» What the task asks: Reproduce the entire listing word for word.

» Material for this exercise:
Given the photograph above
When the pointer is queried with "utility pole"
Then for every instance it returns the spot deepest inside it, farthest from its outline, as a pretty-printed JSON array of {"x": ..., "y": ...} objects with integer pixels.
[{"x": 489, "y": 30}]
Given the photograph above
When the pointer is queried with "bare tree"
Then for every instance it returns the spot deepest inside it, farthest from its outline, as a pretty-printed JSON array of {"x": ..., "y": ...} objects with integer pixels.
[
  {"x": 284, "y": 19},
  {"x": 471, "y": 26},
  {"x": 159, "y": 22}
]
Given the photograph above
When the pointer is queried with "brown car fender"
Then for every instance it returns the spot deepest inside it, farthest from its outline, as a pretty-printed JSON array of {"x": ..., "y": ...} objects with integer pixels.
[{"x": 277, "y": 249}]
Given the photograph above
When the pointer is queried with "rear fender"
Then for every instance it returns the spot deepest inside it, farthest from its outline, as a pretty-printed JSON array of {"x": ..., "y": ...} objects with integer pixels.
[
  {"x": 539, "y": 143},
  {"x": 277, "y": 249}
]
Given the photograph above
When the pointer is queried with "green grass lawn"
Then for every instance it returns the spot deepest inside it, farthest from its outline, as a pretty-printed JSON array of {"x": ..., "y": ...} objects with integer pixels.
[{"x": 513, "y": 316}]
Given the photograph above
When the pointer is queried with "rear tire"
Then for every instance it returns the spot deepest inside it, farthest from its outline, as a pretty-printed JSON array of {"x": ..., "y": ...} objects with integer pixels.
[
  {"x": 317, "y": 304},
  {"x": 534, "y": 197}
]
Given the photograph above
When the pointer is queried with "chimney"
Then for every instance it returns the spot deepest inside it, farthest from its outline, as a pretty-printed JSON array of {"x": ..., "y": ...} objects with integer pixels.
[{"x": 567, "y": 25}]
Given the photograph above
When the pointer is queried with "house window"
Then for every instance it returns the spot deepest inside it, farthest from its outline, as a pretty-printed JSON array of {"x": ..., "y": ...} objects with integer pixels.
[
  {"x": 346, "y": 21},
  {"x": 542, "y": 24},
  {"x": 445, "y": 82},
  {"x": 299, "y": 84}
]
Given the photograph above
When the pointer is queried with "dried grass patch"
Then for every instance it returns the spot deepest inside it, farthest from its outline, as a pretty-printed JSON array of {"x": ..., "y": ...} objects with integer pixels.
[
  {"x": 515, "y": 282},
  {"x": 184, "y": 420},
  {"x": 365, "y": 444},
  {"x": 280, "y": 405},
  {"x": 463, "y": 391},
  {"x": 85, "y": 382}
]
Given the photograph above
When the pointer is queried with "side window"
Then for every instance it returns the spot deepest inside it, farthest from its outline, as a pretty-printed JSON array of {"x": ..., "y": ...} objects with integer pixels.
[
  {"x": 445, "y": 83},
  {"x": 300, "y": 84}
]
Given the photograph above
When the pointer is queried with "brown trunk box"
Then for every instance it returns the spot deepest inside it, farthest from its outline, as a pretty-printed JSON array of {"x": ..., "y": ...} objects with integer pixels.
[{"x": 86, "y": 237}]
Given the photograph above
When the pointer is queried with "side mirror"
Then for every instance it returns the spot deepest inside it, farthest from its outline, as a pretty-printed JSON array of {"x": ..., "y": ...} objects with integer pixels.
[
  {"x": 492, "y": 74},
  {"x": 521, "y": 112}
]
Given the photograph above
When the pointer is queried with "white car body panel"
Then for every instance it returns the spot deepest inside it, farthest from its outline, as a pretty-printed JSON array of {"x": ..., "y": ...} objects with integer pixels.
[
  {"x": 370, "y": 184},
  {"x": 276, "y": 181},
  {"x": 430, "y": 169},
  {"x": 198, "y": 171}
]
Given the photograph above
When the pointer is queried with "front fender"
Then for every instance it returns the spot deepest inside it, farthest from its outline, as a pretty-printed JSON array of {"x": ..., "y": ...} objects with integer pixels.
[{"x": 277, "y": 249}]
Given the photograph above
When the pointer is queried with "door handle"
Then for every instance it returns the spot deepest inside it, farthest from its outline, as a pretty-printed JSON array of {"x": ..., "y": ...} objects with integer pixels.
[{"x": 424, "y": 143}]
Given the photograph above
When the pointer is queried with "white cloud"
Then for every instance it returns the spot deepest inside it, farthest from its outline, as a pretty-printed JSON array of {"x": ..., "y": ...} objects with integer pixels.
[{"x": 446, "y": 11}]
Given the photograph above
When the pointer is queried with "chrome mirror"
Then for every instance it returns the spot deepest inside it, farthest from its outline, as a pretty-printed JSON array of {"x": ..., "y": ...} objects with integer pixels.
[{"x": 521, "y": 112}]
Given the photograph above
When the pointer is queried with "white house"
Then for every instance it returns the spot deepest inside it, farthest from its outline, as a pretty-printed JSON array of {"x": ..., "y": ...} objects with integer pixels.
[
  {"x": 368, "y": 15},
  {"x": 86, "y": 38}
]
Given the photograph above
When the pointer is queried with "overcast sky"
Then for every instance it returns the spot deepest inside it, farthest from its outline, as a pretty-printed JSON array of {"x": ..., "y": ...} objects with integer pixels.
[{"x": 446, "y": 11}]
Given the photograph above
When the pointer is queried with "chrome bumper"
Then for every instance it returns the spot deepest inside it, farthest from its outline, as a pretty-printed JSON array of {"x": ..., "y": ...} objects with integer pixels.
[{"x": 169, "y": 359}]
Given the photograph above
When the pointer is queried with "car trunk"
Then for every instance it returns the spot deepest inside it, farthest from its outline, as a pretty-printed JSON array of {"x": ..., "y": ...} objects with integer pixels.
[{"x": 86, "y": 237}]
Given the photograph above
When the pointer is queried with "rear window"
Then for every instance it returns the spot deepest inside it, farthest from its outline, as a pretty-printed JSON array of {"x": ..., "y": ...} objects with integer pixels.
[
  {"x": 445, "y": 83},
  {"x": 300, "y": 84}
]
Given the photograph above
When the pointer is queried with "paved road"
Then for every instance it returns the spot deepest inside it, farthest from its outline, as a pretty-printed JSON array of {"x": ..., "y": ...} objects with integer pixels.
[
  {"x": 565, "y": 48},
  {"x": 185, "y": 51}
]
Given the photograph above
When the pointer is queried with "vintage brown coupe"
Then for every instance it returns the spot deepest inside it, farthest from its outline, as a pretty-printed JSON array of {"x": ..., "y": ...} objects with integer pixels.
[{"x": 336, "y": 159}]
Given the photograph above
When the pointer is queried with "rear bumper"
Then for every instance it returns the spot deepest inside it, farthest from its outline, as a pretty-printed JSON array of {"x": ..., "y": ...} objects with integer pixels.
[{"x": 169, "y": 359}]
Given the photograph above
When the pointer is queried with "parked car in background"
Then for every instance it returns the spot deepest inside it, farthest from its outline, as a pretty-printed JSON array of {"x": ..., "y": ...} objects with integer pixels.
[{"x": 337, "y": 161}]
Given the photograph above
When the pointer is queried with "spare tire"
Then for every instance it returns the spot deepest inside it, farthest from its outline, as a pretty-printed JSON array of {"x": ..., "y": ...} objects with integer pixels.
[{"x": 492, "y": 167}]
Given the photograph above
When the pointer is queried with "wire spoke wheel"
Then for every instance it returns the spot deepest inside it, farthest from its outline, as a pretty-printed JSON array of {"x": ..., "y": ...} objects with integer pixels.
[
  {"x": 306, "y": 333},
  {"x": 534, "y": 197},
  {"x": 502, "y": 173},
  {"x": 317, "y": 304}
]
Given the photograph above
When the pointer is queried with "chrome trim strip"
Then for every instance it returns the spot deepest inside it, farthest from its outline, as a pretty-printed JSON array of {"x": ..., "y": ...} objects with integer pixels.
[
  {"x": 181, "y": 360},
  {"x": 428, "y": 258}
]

» Result for this exercise:
Given the photograph above
When the pointer is queried with "utility pole"
Then for every instance it returns the spot deepest inside it, farthest from its outline, as a pretty-printed JSON array of {"x": ..., "y": ...} objects with integer pixels.
[{"x": 489, "y": 30}]
Given the photograph above
When the pointer is queried with "bare tree"
Then for every instance it returns the spot deepest inside it, farthest from its outline, as a pretty-printed JSON array of {"x": ..., "y": ...} objects with integer pixels.
[
  {"x": 284, "y": 19},
  {"x": 471, "y": 26},
  {"x": 159, "y": 22}
]
Given the photograph above
When the pointer is queried with "brown car fender"
Then for every instance it returns the spot deepest inside it, farthest from its outline, as a pretty-printed JSON array of {"x": ..., "y": ...} objects with integer pixels.
[{"x": 277, "y": 249}]
Given the photograph above
When the pointer is queried with "rear fender"
Then for every instance it returns the spot deepest inside it, farthest from its outline, as a pretty-printed JSON array of {"x": ..., "y": ...} objects with integer pixels.
[
  {"x": 539, "y": 143},
  {"x": 277, "y": 249}
]
Given the photograph above
When the pointer is queried with "green grass lawn"
Then for every instance it returns the spot deepest inside it, farthest from its outline, as a pretty-printed JSON array of {"x": ..., "y": ...} objects with integer pixels.
[{"x": 513, "y": 316}]
Given the photograph above
When the pointer is queried with "rear tire"
Then for every instance it returns the spot deepest inside it, farthest from its outline, as a pretty-printed JSON array of {"x": ..., "y": ...} objects with integer pixels.
[
  {"x": 317, "y": 304},
  {"x": 534, "y": 197}
]
Given the photograph above
When the pointer is queried with "chimney"
Then for every instance it returns the spot deepest inside it, farthest from its outline, as a pretty-printed JSON array of {"x": ..., "y": ...} objects with integer pixels.
[{"x": 567, "y": 25}]
Given the photograph above
When the pointer is queried with "house window"
Then for every instance it returns the spot deepest inside it, farthest from its outline, as a pretty-printed JSON array of {"x": ..., "y": ...} objects with integer pixels.
[
  {"x": 346, "y": 21},
  {"x": 542, "y": 24},
  {"x": 445, "y": 82},
  {"x": 299, "y": 84}
]
Given the photograph above
When the pointer is queried with "dried grass patch"
Then for every instance it returns the spot deepest inside it, farthest from its outline, as a pretty-printed JSON array of {"x": ..., "y": ...} objects with integer pixels.
[
  {"x": 515, "y": 282},
  {"x": 184, "y": 420},
  {"x": 365, "y": 444},
  {"x": 280, "y": 405},
  {"x": 463, "y": 391},
  {"x": 85, "y": 382}
]
Given the photograph above
When the pointer is queried with "side window"
Then for every instance it returns the spot deepest inside it, farthest from its outline, as a pretty-printed JSON array of {"x": ..., "y": ...} objects with integer pixels.
[
  {"x": 445, "y": 83},
  {"x": 300, "y": 84}
]
Given the photograph above
When the pointer is queried with "brown trunk box"
Then for every instance it returns the spot deepest inside it, farthest from its outline, as a pretty-printed JSON array of {"x": ..., "y": ...} objects with integer pixels.
[{"x": 86, "y": 237}]
Given the photograph above
When the pointer is queried with "side mirror"
Then for every instance it returns the spot deepest inside it, farthest from its outline, as a pretty-printed JSON array of {"x": ..., "y": ...} objects with integer pixels.
[
  {"x": 492, "y": 74},
  {"x": 521, "y": 112}
]
Given the photograph above
When the pointer is queried with "white car body panel"
Then for every instance it returns the spot deepest inside it, farthest from its outline, as a pretty-printed JSON array of {"x": ..., "y": ...} objects with integer pixels.
[
  {"x": 370, "y": 184},
  {"x": 276, "y": 181},
  {"x": 430, "y": 169},
  {"x": 198, "y": 171}
]
Given the photograph above
When the pointer is queried with "front fender"
Then for every instance it returns the spot deepest inside it, farthest from its outline, as a pretty-printed JSON array of {"x": ..., "y": ...} objects with integer pixels.
[{"x": 277, "y": 249}]
Given the photograph above
When the pointer is queried with "door handle"
Then for every instance it returns the spot deepest inside it, farthest from its outline, as a pretty-printed JSON array of {"x": ..., "y": ...} objects with integer pixels.
[{"x": 424, "y": 143}]
Given the photograph above
When the pointer is queried with "white cloud"
Then for every instance it returns the spot deepest inside it, farthest from its outline, as a pretty-printed JSON array of {"x": ..., "y": ...} objects with integer pixels.
[{"x": 446, "y": 11}]
Given the photograph above
When the pointer is queried with "chrome mirror"
Then for every instance it returns the spot deepest inside it, farthest from its outline, as a pretty-printed JSON array of {"x": ..., "y": ...} objects with integer pixels.
[{"x": 521, "y": 112}]
Given the photograph above
When the pointer is queried with "white house"
Then for every instance it returns the spot deepest inside it, farthest from its outline, as a pretty-printed JSON array of {"x": ..., "y": ...} objects with integer pixels.
[
  {"x": 368, "y": 15},
  {"x": 86, "y": 38}
]
Given the photograph above
When the pointer is queried with "overcast sky"
Then for every instance it returns the spot deepest inside it, farthest from its outline, as a pretty-printed JSON array of {"x": ..., "y": ...} objects with integer pixels.
[{"x": 446, "y": 11}]
Given the photograph above
When the pointer is queried with "chrome bumper"
Then for every instance it returns the spot deepest inside it, farthest from its outline, as a pretty-printed JSON array of {"x": ..., "y": ...} objects with integer pixels.
[{"x": 169, "y": 359}]
Given the photograph above
When the pointer is queried with "car trunk"
Then for every instance it returns the spot deepest inside it, farthest from its outline, as a pretty-printed JSON array of {"x": ..., "y": ...} objects with integer pixels.
[{"x": 86, "y": 237}]
Given the photograph above
When the pointer is queried with "rear window"
Then for every instance it returns the spot deepest inside it, farthest from its outline, as a pretty-printed JSON array of {"x": ..., "y": ...} objects with integer pixels.
[
  {"x": 445, "y": 83},
  {"x": 300, "y": 84}
]
Given the photograph above
When the pointer is queried with "paved road"
Then for every instance it returns the spot deepest inside it, farthest from its outline, as a pretty-printed JSON array of {"x": ..., "y": ...} objects with integer pixels.
[
  {"x": 565, "y": 48},
  {"x": 185, "y": 51}
]
Given the photograph above
When the pointer is queried with "vintage brown coupe"
Then for every instance it returns the spot deepest inside it, farthest from its outline, as a pretty-printed JSON array of {"x": ..., "y": ...} objects with integer pixels.
[{"x": 336, "y": 159}]
Given the photograph above
When the pointer is queried with "rear bumper"
Then for every instance it returns the spot deepest inside it, farthest from its outline, as a pretty-printed JSON array of {"x": ..., "y": ...} objects with integer pixels.
[{"x": 169, "y": 359}]
Given the photograph above
When the pointer is queried with "parked car in background"
Then for every instance it returns the spot deepest inside it, farthest from its outline, as a pretty-printed JSON array of {"x": ..., "y": ...} objects with integer pixels.
[{"x": 337, "y": 161}]
Given the photograph above
When the pointer is queried with "spare tire"
Then for every instance it returns the spot deepest inside it, farthest from its outline, as a pretty-printed JSON array of {"x": ..., "y": ...} objects with integer pixels.
[{"x": 492, "y": 167}]
Given the photograph above
When the pointer is queried with "wire spoke wheel"
Then for every instance it returns the spot deepest inside it, farthest from its outline, as a pretty-printed JSON array of {"x": ..., "y": ...} objects with integer pixels.
[
  {"x": 306, "y": 333},
  {"x": 534, "y": 197},
  {"x": 502, "y": 173},
  {"x": 317, "y": 304}
]
Given the photograph above
When the pointer is queried with "chrome trim strip"
Then for every instance it returns the spot deepest inside it, farthest from its outline, as a pretty-printed JSON array of {"x": ..., "y": ...} objects with integer pixels.
[
  {"x": 181, "y": 360},
  {"x": 428, "y": 258}
]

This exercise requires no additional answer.